##### Textauszug

Liebe macht kühn

Der eigentliche Tummelplatz von Geschichten über wilde Ureinwohner und weiße Frauen ist nicht Australien, sondern Afrika. Hier spielt auch „Die weiße Massai“ von Corinne Hofmann. Das Buch erschien 1998 und stürmte die Bestsellerlisten – inzwischen sind eine halbe Million Exemplare verkauft. In acht Sprachen wurde das Werk übersetzt, ein Drehbuch ist in Arbeit.

Die Geschichte ist so einfach wie ergreifend: Blonde Schweizerin findet in Kenia ihren schwarzen Krieger, lässt alles stehen und liegen, um fortan mit ihm zusammen zu leben. Drei Jahre, eine Malaria, eine Hepatitis und eine Tochter später stellt sich heraus, dass der Massai leicht psychotisch und nur noch im Haschischrausch zu ertragen ist. Die weiße Frau kehrt samt Tochter in die Schweiz zurück. Mit diesem Rührstück wurde Autorin Corinne Hofmann zum Shootingstar der Buchbranche. Dabei wollte zunächst niemand ihr Buch verlegen: Nach zahlreichen Absagen erbarmte sich schließlich der Münchener A1-Verlag. Anfang 2000 erschien die Taschenbuchausgabe bei Knaur (462 Seiten, 18 Mark).

Heute tingelt die inzwischen Vierzigjährige von Talkshow zu Talkshow und gibt, mit Perlenkette angetan, Interviews. Von ihrem kenianischen Ehemann ist sie inzwischen geschieden, und sie will nach eigenen Verlautbarungen nie mehr nach Afrika zurückkehren. Ähnlich wie bei Betty Mahmoody („Nicht ohne meine Tochter“) in den Achtzigerjahren scheinen die Leserinnen in der „Weißen Massai“ ein Objekt ihrer verborgenen Ängste, Wünsche und Sehnsüchte gefunden zu haben. Literarischen Rang jedenfalls kann Hofmanns Werk kaum für sich beanspruchen.

Doch der Trend ist da. Titel wie „Tränen am Oubangui“, „Nirgendwo in Afrika“ oder „Die weiße Hexe“ verkaufen sich wie warme Semmeln. Was diesen Bücher gemein ist: Alles geschieht hier im Namen der Liebe. Man erträgt so vieles, um dem Angebeteten nahe zu sein: Hitze, Schmutz, Krankheiten, Krabbeltiere – schlicht alles, was gut situierte mitteleuropäische Frauen eigentlich grauenvoll finden müssten. Aber durch die Liebe verklärt sich alles und wird verstehbar. Vielleicht, weil es hier um echte Gefühle und echte Geschichten geht?

##########
##### Datensatzeinträge

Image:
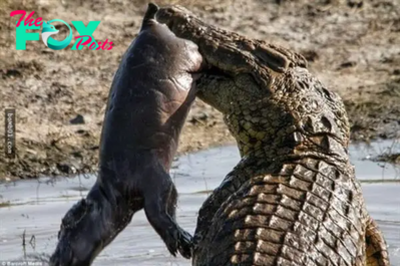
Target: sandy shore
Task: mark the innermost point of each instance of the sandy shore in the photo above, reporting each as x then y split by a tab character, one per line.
60	96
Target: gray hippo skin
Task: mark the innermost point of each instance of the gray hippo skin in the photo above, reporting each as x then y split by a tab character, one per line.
150	97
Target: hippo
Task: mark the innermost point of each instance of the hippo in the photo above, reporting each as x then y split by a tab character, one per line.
150	97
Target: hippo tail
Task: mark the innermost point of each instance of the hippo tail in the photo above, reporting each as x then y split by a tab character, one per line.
150	14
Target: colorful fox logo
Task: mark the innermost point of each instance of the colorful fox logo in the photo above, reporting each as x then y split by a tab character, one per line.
48	30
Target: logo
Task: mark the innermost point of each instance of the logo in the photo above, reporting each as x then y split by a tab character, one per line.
85	33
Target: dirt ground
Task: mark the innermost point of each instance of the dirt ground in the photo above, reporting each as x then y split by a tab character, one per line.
60	96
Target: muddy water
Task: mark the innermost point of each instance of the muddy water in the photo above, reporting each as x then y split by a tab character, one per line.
36	208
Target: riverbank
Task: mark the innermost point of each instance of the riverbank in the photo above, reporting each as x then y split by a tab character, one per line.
60	96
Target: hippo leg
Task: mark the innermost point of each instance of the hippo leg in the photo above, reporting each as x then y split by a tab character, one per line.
160	207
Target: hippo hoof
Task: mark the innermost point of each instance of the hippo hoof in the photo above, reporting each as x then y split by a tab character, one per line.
181	241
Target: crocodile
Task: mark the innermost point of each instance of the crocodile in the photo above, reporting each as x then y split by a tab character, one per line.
293	198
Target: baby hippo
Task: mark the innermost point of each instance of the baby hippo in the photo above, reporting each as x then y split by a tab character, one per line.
149	100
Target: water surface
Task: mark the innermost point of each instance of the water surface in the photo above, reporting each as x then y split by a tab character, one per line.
36	207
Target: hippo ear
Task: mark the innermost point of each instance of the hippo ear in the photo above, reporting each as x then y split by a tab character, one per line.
150	14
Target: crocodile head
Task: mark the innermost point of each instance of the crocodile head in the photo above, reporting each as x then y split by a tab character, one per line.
272	105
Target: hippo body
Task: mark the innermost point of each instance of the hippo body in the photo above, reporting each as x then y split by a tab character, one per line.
149	100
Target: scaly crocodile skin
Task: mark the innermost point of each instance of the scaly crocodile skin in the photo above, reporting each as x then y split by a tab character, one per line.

##########

▶ Aufgabe A: Wie viele Exemplare der „Weißen Massai“ sind laut dem Textauszug inzwischen verkauft?
▶ Aufgabe B: Schreiben Sie aus dem Textauszug den Abschnitt von „Doch der Trend“ bis „echte Geschichten geht?“ wortgetreu ab.

▶ Antwortfeld A: Eine halbe Million.

▶ Antwortfeld B:
Doch der Trend ist da. Titel wie „Tränen am Oubangui“, „Nirgendwo in Afrika“ oder „Die weiße Hexe“ verkaufen sich wie warme Semmeln. Was diesen Bücher gemein ist: Alles geschieht hier im Namen der Liebe. Man erträgt so vieles, um dem Angebeteten nahe zu sein: Hitze, Schmutz, Krankheiten, Krabbeltiere – schlicht alles, was gut situierte mitteleuropäische Frauen eigentlich grauenvoll finden müssten. Aber durch die Liebe verklärt sich alles und wird verstehbar. Vielleicht, weil es hier um echte Gefühle und echte Geschichten geht?